*EXTRAIT DU DOCUMENT:*
────

L’ouvrage Face à l’obscurantisme woke, sorti fin avril dernier, s’est heurté à une vive opposition universitaire. Pierre Valentin, l’un des auteurs de cet excellent livre collectif, synthétise pour nous sa contribution, qui défend la thèse suivante : au-delà de tout ce qui distingue le libéralisme et le wokisme, ils ont en partage un travers, qui consiste à croire que le système peut produire des effets vicieux (pour le wokisme) ou vertueux (pour le libéralisme) indépendamment même des vices ou vertus réels des personnes existantes.

Si le libéralisme est probablement la philosophie politique la plus influente de la modernité, le wokisme postule actuellement au titre de plus influente au sein de la post-modernité. De quelle nature est la relation entre les deux ?

Commençons par le plus évident : les points de divergences. Le libéralisme croit en une neutralité philosophique, conséquence d’une stricte séparation entre faits et valeurs, et en une neutralité de l’État, jugée à la fois possible et souhaitable. Le libéralisme est universaliste et individualiste, non simplement au sens chrétien d’une égalité des âmes devant Dieu, mais au sens où l’homme serait avant tout un individu en tant que tel plutôt que le membre enraciné d’une communauté quelconque.

À l’inverse, en sacralisant et radicalisant le perspectivisme nietzschéen, le wokisme balaie à peu près tous ces points avec l’interrogation « d’où parles-tu ? ». Houria Bouteldja, fondatrice du Parti des Indigènes de la République, et inspirée par les études postcoloniales, ira jusqu’à̀ dire que « le “je” cartésien va jeter les fondements philosophiques de la blanchité ». En réduisant la philosophie moderne en général et le cogito de Descartes en particulier à une simple perspective parmi d’autres (la « blanchité »), le wokisme vise à démasquer les prétentions de la modernité libérale. Le rationalisme, l’universalisme, l’individualisme et la neutralité seraient des bêtises d’hommes blancs, un pléonasme.

N’ayant pas la possibilité de miser sur la vertu des acteurs – car qui êtes-vous pour définir ce qu’est la « vertu » ? – pour faire fonctionner sa société, le libéralisme doit tabler sur les vertus de son système. En conséquence, les écrits libéraux insistent régulièrement sur des mécanismes (comme le marché) ayant pour mission de transformer les vices privés en vertu publique (Bernard de Mandeville) ou, dit plus sobrement, l’intérêt individuel en intérêt collectif (Adam Smith). Ainsi, un système « vertueux », ou « efficace », pourrait fonctionner sans qu’il n’y ait nécessairement d’agents vertueux en son sein.

────

*DONNÉES FOURNIES:*
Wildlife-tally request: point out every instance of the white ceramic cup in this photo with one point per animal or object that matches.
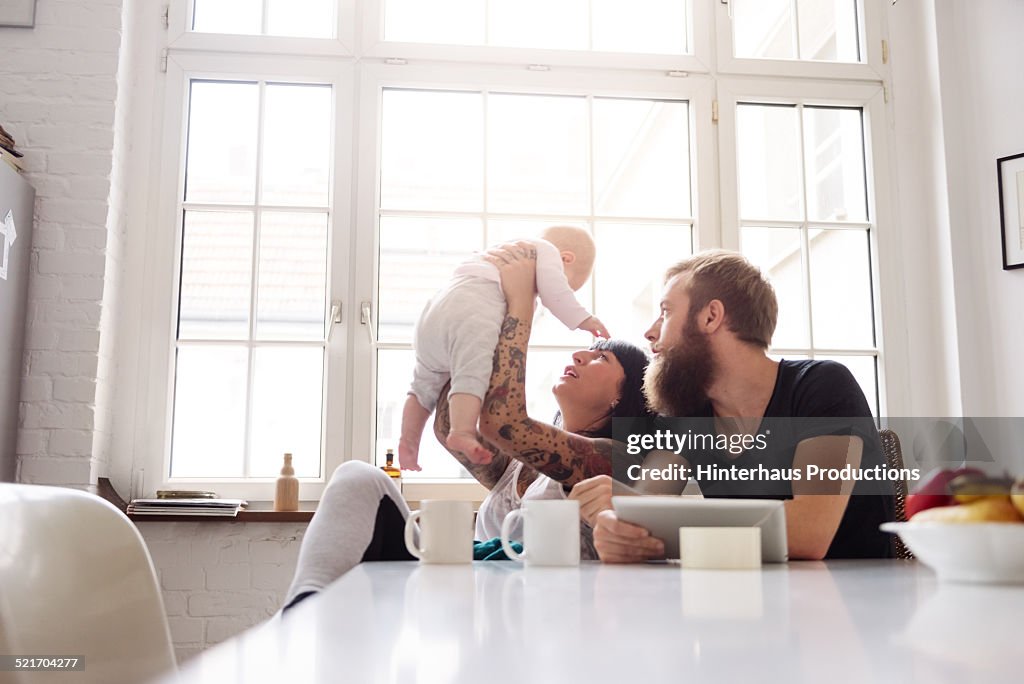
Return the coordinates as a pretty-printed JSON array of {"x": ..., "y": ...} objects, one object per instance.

────

*CONSIGNES DE L'EXERCICE:*
**1.** D'après l'extrait, quand l'ouvrage Face à l'obscurantisme woke est-il sorti ?
**2.** Traduisez en anglais cette phrase de l'extrait : « Si le libéralisme est probablement la philosophie politique la plus influente de la modernité, le wokisme postule actuellement au titre de plus influente au sein de la post-modernité. »
**3.** Reproduisez à l'identique, s'il vous plaît, le passage de l'extrait qui débute aux mots "Commençons par le" et s'achève après "d’une communauté quelconque.".

*SOLUTIONS DANS L'ORDRE:*
**1.** Fin avril dernier.

**2.** While liberalism is probably the most influential political philosophy of modernity, wokism is currently vying for the title of most influential within postmodernity.

**3.**
Commençons par le plus évident : les points de divergences. Le libéralisme croit en une neutralité philosophique, conséquence d’une stricte séparation entre faits et valeurs, et en une neutralité de l’État, jugée à la fois possible et souhaitable. Le libéralisme est universaliste et individualiste, non simplement au sens chrétien d’une égalité des âmes devant Dieu, mais au sens où l’homme serait avant tout un individu en tant que tel plutôt que le membre enraciné d’une communauté quelconque.